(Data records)
--------------------
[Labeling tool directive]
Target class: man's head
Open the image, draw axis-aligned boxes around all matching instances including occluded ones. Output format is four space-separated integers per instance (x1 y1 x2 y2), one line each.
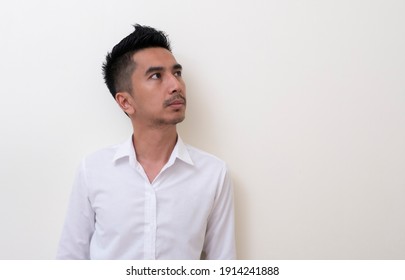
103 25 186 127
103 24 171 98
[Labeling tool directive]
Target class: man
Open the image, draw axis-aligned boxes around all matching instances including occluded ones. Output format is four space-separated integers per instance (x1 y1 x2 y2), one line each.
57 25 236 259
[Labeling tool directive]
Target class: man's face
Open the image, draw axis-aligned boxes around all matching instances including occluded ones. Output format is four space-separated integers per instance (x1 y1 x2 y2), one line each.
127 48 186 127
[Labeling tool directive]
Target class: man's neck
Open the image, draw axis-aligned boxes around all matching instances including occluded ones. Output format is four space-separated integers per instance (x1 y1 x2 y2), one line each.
--------------------
Echo all of the items above line for line, leaving out the pictures.

[Labeling tool directive]
Target class: man's head
Open the image, draw axis-aligned boxes around all matching instances including occluded ones. Output format is four space-separated integers per instance (x1 y1 x2 y2), one line each.
103 25 186 127
103 24 171 98
[Labeling tool directive]
Target class: man
Open the image, draw axis-aligned boxes around all matching instances including occluded ones. Output format is four space-separated integers per instance (x1 y1 x2 y2), one line each.
57 25 236 259
[Labeling tool directive]
Target class: man's face
Open the image, draw axis-aligned boxes around all matching instances including occluded ones. Output format is four space-separated integers per instance (x1 y1 x2 y2), one line each.
127 48 186 127
[Labeling tool directive]
Target class: man's neck
Open the image, draw axis-aligned boxes around all matching instances including occluded ones. Output format is four space-separated integers per instance (x1 y1 x2 y2), one line each.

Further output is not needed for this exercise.